• **Texto fornecido**
-------
Ao suprimir importantes controles cambiais e desvalorizar o cruzeiro, o governo Jânio Quadros realizava, paralelamente, graves concessões aos interesses monopolistas estrangeiros, atendia a exigências de setores retrógrados ligados ao latifúndio e ao comercio exportador, assim como a círculos da grande burguesia interessados na abolição do subsídio cambial. Esta política econômico-financeira implicava a aceleração acelerada do custo de vida, a imposição de maiores sacrifícios ao povo e não deteve, mas, ao contrário, acentuou o processo inflacionário.
As aparentes incoerências do governo do Sr. Jânio Quadros têm a sua lógica interna. Expressam a situação peculiar das classes dominantes do Brasil, particularmente da grande burguesia, na presente fase do processo de desenvolvimento capitalista e dentro das condições atuais do mundo.
-------
• **Listagem fornecida**
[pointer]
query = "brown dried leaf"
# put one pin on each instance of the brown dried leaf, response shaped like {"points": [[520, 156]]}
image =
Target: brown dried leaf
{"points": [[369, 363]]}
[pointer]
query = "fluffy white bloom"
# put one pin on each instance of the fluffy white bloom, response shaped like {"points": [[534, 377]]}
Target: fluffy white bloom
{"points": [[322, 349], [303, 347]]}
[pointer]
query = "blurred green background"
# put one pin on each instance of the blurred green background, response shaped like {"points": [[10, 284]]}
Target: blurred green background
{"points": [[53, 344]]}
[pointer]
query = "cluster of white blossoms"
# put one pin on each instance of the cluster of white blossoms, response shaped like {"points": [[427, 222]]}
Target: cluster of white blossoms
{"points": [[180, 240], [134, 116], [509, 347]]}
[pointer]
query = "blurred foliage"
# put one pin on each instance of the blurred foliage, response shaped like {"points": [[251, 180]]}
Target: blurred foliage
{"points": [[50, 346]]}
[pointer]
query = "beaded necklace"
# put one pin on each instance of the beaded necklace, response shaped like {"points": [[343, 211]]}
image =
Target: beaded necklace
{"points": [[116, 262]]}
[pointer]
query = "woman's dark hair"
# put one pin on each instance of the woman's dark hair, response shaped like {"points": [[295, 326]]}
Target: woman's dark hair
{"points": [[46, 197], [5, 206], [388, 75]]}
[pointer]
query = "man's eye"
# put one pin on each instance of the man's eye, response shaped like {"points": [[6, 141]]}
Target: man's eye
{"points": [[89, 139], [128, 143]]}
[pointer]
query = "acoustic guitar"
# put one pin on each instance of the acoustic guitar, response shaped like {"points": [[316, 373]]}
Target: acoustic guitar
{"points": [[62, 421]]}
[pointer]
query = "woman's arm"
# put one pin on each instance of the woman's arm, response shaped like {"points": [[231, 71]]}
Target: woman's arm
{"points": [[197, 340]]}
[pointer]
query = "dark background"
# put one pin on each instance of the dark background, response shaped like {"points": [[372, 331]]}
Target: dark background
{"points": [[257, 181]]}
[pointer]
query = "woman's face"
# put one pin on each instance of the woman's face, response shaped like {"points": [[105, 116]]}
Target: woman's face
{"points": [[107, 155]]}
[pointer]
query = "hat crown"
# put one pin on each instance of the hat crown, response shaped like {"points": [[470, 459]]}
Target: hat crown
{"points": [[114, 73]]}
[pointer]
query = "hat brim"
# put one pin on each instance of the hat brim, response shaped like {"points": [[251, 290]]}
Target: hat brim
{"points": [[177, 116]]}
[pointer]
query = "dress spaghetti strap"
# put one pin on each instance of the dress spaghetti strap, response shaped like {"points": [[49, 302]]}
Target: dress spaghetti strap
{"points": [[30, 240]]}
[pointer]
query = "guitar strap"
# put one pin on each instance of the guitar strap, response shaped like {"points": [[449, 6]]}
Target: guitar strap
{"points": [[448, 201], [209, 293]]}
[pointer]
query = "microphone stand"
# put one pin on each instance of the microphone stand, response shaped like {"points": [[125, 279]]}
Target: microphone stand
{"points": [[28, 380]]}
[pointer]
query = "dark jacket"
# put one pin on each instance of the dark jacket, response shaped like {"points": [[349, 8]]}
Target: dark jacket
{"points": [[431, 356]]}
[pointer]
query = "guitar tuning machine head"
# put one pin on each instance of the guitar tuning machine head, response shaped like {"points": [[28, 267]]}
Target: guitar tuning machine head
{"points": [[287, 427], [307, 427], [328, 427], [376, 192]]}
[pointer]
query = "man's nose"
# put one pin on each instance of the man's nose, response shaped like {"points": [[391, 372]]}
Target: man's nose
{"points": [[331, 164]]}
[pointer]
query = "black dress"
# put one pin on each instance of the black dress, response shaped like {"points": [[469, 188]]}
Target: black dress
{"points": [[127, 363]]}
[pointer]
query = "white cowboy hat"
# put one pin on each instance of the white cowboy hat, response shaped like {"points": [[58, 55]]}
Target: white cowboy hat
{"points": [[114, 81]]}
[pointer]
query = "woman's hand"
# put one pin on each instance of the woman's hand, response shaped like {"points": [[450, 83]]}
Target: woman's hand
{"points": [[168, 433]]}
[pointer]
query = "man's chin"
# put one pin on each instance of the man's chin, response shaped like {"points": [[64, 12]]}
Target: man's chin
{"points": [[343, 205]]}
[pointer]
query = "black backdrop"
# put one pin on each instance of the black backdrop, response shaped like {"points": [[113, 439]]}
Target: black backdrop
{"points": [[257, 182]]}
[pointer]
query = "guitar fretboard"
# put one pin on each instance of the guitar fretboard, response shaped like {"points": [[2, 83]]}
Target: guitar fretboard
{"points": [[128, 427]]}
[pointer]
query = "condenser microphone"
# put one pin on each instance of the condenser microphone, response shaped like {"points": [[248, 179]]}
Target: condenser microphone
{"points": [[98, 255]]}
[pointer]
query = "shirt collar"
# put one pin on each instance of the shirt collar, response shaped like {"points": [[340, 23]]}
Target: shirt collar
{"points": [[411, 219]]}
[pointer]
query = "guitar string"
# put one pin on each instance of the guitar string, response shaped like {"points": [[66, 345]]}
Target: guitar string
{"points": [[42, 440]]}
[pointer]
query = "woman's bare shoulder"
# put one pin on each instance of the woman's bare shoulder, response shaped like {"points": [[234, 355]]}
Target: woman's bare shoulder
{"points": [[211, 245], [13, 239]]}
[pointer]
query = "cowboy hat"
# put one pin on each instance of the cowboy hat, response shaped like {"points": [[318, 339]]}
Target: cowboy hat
-------
• **Tarefa 1**
Informe quantas linhas da listagem contêm a palavra "brim", diferenciando maiúsculas de minúsculas. Dê somente o número.
• **Tarefa 2**
Escreva a continuação do texto sobre o governo Jânio Quadros, começando logo após a última frase apresentada.
O texto e a listagem são materiais independentes entre si.

• **Resposta 1**
3

• **Resposta 2**
O círculos dirigentes brasileiros não podem romper com o sistema imperialista, ao qual estão ligados por múltiplos laços e fundamentais interesses de classe. Esforçam-se por manter o Brasil dentro do sistema capitalista mundial e se dispõem a cumprir os compromissos básicos que atrelam o país a este sistema, sobretudo quando se sentem a ameaça representada pelo avanço do socialismo. Opondo-se às transformações radicais de caráter anti-imperialista e antifeudal, necessárias para assegurar o progresso independente de nossa economia, inclinam-se para uma política de desenvolvimento econômico baseada nas inversões de capital estrangeiros. Sentem, à luz da experiência mundial, e especialmente do exemplo cubano, que as medidas radicais dirigidas contra a dominação dos trustes e a grande propriedade agrária podem desencadear um movimento revolucionário em que as massas exploradas da cidade e do campo assumirão um papel decisivo.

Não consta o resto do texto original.